THE PROBLEM = Can you copy out the material below line for line, without changing anything and without including the picture?

## Begin DATA SUPPLIED

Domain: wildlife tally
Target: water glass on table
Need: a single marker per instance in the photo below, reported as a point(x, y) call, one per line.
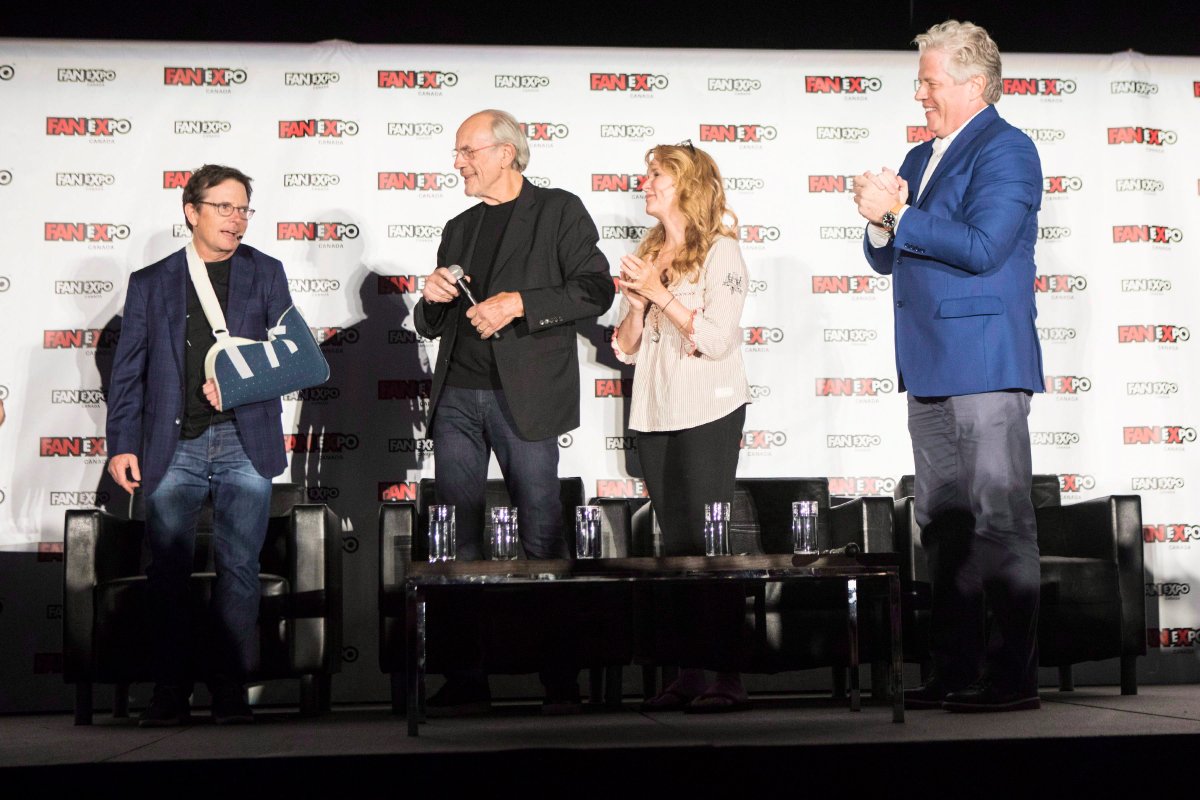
point(504, 533)
point(587, 531)
point(442, 533)
point(804, 527)
point(717, 528)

## End DATA SUPPLIED

OUTPUT =
Domain: wildlife tally
Target: water glass on table
Need: a single marker per instance in the photo below, reported as a point(x, y) call, one per line.
point(504, 533)
point(587, 531)
point(442, 533)
point(804, 527)
point(717, 528)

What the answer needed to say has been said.